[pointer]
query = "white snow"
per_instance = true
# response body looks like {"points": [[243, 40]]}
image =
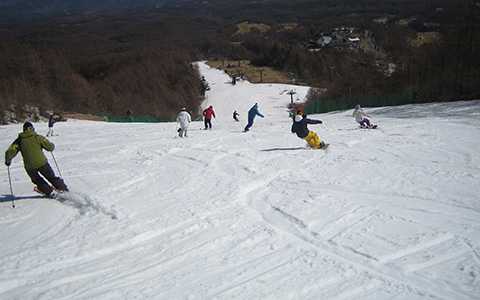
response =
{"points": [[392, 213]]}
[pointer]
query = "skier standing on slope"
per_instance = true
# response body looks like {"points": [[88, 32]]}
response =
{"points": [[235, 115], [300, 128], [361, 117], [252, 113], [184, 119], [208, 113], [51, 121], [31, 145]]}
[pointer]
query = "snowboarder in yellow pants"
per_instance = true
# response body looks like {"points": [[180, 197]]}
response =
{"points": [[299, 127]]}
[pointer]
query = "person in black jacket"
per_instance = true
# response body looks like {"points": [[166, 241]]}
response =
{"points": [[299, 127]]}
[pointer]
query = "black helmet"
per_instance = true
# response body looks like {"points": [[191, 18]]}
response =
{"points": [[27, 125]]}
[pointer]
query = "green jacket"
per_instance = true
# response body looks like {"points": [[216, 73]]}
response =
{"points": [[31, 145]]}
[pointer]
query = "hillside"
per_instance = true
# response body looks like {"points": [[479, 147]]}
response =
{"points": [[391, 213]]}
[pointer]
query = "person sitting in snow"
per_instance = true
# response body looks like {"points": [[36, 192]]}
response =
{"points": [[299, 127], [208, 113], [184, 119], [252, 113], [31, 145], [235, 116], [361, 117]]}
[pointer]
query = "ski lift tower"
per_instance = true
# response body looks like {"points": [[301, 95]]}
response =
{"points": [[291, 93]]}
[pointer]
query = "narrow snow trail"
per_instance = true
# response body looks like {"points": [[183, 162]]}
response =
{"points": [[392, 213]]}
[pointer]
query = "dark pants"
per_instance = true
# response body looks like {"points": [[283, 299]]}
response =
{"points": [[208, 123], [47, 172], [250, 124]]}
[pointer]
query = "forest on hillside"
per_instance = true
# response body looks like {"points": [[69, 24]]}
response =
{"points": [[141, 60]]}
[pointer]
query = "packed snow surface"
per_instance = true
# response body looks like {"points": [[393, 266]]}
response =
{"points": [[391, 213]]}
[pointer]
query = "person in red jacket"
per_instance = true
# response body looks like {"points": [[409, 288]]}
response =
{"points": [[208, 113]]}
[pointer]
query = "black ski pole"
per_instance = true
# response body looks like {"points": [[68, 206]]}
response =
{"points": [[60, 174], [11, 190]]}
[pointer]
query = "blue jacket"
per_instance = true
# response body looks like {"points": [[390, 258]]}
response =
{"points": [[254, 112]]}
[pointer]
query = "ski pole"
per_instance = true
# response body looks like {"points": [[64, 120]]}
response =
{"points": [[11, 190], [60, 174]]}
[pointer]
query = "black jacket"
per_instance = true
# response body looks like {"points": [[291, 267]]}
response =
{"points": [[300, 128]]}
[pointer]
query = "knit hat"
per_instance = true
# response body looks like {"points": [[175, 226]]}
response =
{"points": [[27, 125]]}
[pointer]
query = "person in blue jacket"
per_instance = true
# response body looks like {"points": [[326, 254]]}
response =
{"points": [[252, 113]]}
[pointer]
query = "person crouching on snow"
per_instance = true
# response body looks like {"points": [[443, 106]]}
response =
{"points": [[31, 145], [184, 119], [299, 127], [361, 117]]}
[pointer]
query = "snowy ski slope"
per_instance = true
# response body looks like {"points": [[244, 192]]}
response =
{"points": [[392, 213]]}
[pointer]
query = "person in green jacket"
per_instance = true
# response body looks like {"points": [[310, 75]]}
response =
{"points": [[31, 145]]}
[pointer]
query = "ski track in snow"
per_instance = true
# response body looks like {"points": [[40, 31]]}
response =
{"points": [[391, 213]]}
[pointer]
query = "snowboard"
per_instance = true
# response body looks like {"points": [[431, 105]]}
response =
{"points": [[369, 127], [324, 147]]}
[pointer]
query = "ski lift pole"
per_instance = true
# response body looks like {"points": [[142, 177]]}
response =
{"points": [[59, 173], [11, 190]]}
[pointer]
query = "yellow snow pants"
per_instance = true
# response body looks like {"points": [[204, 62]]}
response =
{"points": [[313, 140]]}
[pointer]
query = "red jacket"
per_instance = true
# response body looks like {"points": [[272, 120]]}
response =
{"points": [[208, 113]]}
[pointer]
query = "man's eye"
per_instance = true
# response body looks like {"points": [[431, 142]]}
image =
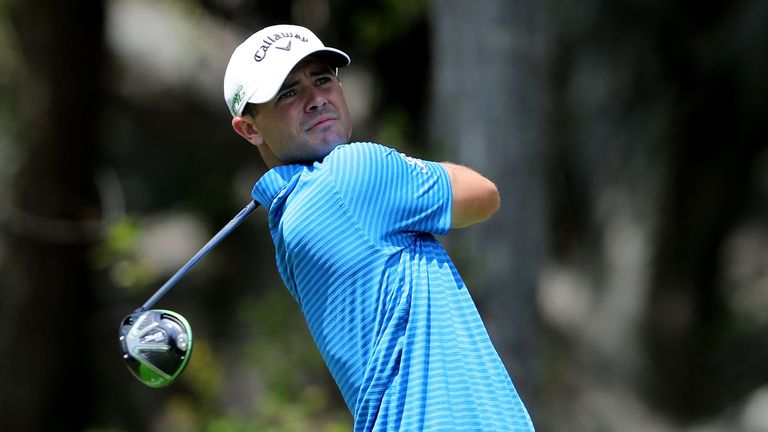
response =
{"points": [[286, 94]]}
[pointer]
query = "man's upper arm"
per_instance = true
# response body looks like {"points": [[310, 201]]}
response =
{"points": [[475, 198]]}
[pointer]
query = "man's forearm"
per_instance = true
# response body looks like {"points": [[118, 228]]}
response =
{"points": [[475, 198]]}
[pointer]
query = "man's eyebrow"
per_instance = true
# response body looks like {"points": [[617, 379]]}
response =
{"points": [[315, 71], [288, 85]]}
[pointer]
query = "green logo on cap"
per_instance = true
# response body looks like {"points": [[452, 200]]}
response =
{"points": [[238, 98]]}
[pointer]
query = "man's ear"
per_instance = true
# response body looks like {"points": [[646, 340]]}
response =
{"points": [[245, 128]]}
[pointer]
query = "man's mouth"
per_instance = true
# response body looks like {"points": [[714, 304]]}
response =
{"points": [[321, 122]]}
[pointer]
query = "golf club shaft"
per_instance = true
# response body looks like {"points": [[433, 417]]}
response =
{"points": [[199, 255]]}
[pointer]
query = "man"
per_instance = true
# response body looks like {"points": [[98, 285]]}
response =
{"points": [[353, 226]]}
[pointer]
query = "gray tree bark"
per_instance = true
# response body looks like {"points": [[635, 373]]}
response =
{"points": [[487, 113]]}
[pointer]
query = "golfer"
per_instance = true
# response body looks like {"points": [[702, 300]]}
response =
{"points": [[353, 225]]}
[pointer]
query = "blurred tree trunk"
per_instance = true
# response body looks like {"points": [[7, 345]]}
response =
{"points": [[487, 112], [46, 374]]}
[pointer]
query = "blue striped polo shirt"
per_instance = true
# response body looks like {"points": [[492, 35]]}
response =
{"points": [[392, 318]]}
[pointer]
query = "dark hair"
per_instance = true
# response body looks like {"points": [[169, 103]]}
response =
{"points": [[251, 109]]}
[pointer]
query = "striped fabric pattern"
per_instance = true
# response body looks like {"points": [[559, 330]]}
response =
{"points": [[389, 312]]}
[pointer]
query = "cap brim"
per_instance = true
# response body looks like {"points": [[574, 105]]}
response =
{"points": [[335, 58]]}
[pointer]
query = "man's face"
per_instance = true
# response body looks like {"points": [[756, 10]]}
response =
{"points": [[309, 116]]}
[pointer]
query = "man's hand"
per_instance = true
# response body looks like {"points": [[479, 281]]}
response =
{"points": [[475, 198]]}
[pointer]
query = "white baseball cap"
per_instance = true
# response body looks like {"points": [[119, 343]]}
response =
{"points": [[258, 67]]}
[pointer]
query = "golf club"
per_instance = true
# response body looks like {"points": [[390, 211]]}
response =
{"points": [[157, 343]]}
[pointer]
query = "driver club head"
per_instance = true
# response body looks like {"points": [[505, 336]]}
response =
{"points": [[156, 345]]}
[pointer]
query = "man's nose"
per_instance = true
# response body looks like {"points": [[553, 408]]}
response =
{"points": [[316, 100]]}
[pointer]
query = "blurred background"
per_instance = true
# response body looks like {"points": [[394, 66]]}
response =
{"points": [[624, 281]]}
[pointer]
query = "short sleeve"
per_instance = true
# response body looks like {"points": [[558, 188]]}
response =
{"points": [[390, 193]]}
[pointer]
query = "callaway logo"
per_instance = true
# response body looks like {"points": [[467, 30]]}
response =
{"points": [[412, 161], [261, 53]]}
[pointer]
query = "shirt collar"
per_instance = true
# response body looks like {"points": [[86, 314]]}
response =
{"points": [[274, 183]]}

_ _ _

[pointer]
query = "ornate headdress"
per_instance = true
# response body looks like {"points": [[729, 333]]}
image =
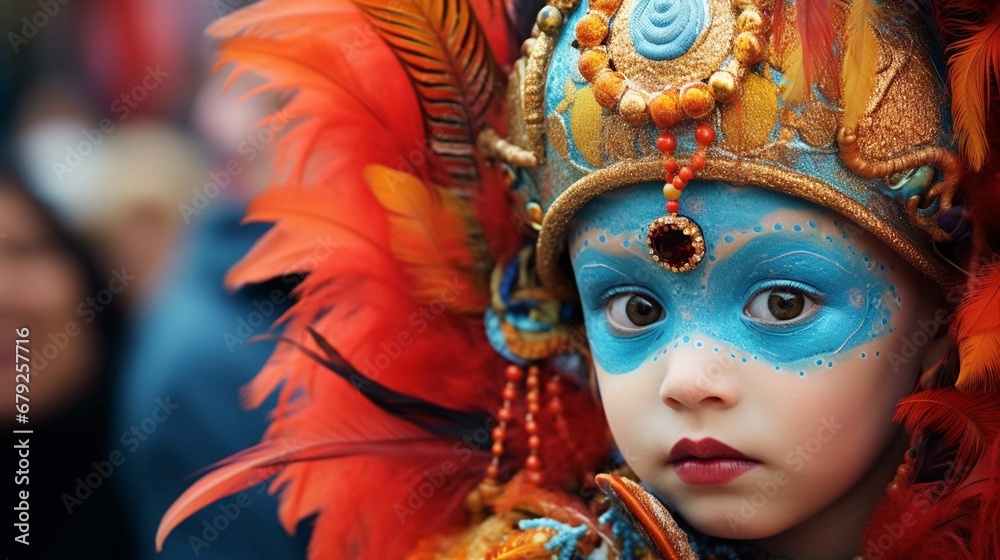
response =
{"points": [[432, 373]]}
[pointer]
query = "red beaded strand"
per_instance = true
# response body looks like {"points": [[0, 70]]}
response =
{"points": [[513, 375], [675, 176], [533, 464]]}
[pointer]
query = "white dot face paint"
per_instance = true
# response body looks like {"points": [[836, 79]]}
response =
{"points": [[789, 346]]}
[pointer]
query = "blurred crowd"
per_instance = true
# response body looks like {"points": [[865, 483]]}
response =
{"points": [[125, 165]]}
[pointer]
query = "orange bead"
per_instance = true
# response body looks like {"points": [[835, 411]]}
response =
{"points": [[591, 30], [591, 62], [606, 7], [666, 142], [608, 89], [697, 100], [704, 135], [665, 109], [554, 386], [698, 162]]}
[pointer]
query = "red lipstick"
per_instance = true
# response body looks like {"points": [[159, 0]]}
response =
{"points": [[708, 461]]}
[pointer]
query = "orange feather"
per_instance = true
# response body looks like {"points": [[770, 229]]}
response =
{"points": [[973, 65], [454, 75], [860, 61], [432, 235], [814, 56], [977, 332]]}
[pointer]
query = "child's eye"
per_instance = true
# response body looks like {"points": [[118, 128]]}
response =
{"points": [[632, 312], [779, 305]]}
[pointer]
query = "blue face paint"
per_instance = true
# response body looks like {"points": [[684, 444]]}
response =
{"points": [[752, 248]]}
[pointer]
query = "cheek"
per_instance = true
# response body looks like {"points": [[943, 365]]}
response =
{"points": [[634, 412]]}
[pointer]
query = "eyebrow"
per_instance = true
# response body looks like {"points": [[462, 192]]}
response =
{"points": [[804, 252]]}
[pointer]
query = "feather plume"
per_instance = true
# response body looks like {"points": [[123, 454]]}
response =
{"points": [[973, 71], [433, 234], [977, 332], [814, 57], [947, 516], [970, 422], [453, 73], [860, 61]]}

_ _ _

▶ [AIM OF THE EXERCISE]
List each line from the records above in which the string "green" appears, treating uppercase and lowercase letters as distinct.

▶ [FULL RESPONSE]
query = "green jacket"
query = "person in green jacket"
query = "green logo on cap"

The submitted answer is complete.